_The task_: Shift every x and y coordinate in the answers up by 81, and write out each line, item wording included, from the line with "Point out the tire" through the end of the items below.

_Provided records_:
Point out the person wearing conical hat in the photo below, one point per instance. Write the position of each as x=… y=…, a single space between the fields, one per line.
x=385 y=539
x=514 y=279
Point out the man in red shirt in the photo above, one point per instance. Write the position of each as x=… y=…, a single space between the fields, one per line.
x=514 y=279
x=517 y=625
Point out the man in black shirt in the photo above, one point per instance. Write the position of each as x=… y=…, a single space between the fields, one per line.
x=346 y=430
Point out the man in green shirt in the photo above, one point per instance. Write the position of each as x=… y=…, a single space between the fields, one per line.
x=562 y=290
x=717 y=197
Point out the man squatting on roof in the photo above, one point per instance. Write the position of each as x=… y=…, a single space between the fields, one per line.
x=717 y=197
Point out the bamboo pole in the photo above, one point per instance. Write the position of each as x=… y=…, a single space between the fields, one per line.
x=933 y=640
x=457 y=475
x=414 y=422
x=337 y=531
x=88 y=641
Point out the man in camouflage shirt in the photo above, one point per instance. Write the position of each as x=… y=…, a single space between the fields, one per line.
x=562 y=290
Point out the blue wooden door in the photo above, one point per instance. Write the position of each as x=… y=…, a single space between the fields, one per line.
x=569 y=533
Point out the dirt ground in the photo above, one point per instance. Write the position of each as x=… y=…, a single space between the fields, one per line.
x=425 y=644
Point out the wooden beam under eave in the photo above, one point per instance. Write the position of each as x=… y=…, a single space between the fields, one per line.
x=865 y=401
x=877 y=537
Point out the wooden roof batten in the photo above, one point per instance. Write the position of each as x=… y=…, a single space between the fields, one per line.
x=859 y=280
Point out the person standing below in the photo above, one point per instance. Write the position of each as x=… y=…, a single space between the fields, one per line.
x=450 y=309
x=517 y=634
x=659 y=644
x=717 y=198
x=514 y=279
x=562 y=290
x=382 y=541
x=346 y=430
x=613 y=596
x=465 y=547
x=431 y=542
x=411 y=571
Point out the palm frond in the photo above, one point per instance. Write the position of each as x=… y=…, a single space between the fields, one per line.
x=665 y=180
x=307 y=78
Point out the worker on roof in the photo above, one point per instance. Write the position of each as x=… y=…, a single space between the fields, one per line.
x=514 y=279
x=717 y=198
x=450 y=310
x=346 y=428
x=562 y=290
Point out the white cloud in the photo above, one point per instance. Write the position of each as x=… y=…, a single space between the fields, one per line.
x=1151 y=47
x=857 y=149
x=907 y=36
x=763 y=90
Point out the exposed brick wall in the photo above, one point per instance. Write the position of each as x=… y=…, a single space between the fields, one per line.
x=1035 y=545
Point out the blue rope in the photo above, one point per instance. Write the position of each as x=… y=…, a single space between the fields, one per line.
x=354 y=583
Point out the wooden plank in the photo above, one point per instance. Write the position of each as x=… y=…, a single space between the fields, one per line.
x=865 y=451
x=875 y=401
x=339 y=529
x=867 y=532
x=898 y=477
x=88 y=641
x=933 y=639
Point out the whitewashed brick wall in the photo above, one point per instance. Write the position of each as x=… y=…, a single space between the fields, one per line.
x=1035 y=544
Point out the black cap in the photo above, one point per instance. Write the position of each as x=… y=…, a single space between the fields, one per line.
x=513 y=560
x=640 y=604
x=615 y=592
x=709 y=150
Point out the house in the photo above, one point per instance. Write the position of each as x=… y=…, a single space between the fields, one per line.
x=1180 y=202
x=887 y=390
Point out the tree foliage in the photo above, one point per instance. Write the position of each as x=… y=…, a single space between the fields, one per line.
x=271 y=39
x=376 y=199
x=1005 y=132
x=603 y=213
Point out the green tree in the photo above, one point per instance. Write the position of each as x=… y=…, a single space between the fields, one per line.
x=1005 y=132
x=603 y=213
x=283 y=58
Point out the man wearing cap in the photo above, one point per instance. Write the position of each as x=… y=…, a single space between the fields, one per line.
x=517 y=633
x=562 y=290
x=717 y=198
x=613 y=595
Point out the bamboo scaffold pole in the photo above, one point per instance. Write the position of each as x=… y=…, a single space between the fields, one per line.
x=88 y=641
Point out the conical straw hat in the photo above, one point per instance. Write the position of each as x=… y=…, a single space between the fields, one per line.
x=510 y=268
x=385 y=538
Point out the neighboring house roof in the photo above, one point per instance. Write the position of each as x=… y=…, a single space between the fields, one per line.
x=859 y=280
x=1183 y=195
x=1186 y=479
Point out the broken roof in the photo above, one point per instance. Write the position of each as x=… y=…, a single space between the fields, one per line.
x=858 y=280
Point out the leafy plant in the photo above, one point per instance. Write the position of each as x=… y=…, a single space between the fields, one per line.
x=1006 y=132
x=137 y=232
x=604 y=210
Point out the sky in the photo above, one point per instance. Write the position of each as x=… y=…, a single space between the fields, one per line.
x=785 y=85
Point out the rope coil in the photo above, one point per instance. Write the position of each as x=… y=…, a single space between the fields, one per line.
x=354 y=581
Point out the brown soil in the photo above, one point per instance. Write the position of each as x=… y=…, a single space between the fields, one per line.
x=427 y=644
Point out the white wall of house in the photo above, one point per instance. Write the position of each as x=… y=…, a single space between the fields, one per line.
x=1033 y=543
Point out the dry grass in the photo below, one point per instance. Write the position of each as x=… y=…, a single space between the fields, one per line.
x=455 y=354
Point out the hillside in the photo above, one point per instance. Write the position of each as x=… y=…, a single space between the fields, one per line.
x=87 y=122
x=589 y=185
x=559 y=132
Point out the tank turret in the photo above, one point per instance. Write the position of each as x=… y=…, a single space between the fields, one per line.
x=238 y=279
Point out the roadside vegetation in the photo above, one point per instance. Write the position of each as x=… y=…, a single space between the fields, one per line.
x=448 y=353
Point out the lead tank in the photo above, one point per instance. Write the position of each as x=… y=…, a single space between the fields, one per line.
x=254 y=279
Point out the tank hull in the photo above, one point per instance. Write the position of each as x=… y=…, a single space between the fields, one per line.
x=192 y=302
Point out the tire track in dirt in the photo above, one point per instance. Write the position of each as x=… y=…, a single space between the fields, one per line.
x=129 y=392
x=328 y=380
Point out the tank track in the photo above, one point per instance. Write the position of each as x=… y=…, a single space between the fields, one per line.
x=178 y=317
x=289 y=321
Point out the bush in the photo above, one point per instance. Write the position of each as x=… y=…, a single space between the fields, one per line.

_Solution for this problem_:
Point out the tire track in dirt in the photo above, one point per instance. Write the position of each as x=… y=…, a single space between the fields, one per line.
x=210 y=473
x=409 y=461
Point out the tank track in the photo above, one point per instance. Write the position of each as x=… y=…, a single space between the fields, one per line.
x=259 y=398
x=370 y=402
Point out the bush in the photo above, one point per instance. Write the position of each as x=… y=…, a single space between the fields, one per line.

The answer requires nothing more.